-- Tasks to carry out --
1) According to the piece on deepfakes and the CSIRO, when was Doug Hilton appointed CEO of the CSIRO?
2) Translate this sentence from the piece on deepfakes and the CSIRO into Spanish: "Now there are fears CSIRO may cut another 400 research positions in this financial year."
3) Carry on the piece on deepfakes and the CSIRO from its final sentence, keeping the same voice.

-- Text segment --
↓↓↓

But there is a huge risk to the young, the Gen Zs, and the millennials. And these people are clearly the targets of these malevolent forces. Blackmail, bullying, treachery. Terrible.
What is a deepfake? I asked Cam Wilson, Crikey’s tech reporter and editor of tech newsletter, The Sizzle.
“Deepfake is AI-generated fake content, [usually] non-consensual explicit images and videos,” he explains.
Apparently, it arrived in the mid-to-late 2010s. “But it’s been brought into the mainstream … from people making sexual images of celebrities.”
For a while, says Wilson, “it mostly meant to put someone’s face on someone else’s body, but now the term (and the practice) includes completely new generated AI content.”
Wilson says that there are laws which criminalise creation of deepfakes – but also innovation on the horizon. Which brings me to the CSIRO.
The absolutely brilliant scientists at the CSIRO have brought Australians a truckload of goodies. The most famous invention? That’d be wifi without which most of us couldn’t exist. At least I couldn’t.
Now the CSIRO’s team is on the verge of an extraordinary breakthrough, developing an algorithm that can block images from being used to create deepfakes.
Sounds complicated but amazing – and god knows if I’ve got this very technical explanation right, but the algorithm can change the pixels on an image and make it unrecognisable for AI.
Oh my god, can they do that for art and journalism and books, too? How good! Thieves and monsters foiled at the start.
Now, about CSIRO. A new CEO, Doug Hilton, was appointed in late 2023. He announced 500 jobs would go in key support services. They’ve all gone.
Now there are fears CSIRO may cut another 400 research positions in this financial year.
CSIRO staff association secretary Susan Tonks says the breakthrough on deepfakes is enormously exciting.

↑↑↑

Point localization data
↓↓↓

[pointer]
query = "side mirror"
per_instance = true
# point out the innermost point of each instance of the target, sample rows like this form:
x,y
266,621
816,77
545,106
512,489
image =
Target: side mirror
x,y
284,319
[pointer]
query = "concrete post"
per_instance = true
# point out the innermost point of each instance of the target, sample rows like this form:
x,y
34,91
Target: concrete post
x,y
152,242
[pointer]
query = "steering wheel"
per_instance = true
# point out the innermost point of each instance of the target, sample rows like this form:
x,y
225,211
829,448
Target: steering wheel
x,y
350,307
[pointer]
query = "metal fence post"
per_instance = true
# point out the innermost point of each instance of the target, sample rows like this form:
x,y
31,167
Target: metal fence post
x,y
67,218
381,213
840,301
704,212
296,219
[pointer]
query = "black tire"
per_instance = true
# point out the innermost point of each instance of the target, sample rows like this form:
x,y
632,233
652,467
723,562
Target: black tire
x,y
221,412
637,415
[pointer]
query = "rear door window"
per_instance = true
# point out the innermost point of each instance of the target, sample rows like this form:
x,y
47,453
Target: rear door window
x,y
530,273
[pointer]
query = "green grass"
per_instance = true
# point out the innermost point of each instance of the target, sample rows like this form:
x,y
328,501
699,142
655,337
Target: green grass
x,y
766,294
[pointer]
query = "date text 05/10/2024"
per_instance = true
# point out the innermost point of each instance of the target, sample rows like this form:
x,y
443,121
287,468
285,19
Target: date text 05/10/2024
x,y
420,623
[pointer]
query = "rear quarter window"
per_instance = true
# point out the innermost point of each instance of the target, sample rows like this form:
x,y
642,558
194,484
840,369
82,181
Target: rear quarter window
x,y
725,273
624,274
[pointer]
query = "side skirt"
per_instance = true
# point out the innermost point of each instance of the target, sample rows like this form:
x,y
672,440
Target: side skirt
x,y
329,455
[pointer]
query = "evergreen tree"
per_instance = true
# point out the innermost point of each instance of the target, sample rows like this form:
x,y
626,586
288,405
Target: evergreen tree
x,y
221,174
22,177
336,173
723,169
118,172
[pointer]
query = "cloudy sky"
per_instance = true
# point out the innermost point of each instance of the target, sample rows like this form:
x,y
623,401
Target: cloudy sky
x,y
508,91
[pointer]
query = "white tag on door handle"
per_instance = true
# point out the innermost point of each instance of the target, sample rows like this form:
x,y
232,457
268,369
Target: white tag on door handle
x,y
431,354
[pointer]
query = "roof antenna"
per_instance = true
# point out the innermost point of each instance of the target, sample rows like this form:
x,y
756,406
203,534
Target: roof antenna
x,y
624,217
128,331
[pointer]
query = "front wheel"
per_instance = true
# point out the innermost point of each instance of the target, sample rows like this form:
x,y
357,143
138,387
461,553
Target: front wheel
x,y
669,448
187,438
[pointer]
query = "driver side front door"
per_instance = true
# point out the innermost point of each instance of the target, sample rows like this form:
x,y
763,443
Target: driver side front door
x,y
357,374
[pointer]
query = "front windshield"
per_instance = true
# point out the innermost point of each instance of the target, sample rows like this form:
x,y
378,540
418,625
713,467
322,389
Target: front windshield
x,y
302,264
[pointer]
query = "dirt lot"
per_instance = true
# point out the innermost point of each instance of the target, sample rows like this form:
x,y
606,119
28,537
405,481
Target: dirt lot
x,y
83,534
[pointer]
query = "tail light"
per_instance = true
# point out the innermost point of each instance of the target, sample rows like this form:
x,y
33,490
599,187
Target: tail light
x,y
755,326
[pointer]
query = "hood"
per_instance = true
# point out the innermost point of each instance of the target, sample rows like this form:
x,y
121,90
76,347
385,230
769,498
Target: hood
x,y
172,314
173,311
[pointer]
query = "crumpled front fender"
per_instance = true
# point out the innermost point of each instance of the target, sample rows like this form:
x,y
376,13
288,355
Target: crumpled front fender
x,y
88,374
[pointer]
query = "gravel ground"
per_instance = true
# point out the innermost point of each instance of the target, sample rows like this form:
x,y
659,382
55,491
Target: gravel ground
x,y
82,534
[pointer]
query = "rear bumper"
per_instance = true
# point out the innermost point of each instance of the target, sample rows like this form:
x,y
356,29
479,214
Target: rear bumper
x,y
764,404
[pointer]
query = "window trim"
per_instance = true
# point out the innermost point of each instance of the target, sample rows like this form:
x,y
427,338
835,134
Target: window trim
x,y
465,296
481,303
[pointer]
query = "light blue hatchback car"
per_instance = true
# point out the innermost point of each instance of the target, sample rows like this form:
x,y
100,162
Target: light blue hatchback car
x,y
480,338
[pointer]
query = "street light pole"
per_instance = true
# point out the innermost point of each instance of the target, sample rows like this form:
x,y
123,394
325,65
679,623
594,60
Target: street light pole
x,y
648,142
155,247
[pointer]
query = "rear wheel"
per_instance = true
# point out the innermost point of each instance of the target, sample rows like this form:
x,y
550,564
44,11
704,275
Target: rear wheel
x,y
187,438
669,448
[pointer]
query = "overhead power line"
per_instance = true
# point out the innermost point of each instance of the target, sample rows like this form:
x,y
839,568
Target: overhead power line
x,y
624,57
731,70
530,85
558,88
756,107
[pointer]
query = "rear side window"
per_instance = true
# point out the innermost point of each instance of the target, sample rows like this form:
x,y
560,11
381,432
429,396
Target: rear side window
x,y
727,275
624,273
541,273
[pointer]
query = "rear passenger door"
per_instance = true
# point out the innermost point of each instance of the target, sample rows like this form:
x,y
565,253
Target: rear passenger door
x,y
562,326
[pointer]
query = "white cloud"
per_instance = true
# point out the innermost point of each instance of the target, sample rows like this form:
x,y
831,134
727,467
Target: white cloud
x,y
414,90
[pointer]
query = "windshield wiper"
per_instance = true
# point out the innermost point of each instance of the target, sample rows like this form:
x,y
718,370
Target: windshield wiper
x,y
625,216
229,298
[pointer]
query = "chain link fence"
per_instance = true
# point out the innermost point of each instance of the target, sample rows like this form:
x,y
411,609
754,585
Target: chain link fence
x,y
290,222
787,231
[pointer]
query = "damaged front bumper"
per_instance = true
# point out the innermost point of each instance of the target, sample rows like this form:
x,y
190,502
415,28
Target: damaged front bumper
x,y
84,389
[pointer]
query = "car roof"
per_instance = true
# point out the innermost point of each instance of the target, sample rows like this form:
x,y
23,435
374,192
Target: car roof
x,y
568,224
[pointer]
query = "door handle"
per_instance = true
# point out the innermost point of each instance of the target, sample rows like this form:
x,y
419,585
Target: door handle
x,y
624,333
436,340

↑↑↑

-- Answer set --
1) Late 2023

2) Ahora se teme que CSIRO recorte otros 400 puestos de investigación en este ejercicio financiero.

3)
“Everyone’s talking about safer spaces,” she says. Meanwhile, there are concerns that Hilton may preside over job cuts in this area. The team responsible for the new research, Data 61, could be at risk, says Tonks.
“We can’t retain bright new talent at this rate,” she says.
So you only cut jobs if you’ve got no money. And essential organisations like the CSIRO should be funded to the hilt. This particular discovery could protect the lives of so many. Think that’s an exaggeration? Read this and freak out.
Earlier this year, the Australian Institute of Criminology published a report which explained that AI technologies are increasingly playing a role in the creation of child sexual abuse material, including “deepfakes, ‘nudifying’ pictures of clothed children, and manipulating images or videos to depict known or unknown children in sexually abusive scenarios”.
It also says “offenders are using AI to alter photos from victims’ social media and other online posts and using these altered images to sexually extort the victims”.
So, I am a bit puzzled about the government’s priorities. I thought a Labor government would back the science, back the research, recognise that whatever it puts in, Australia gets back in spades.
Now the government is treating the CSIRO the way it is treating universities. Not a good sign for a country that needs a bright future.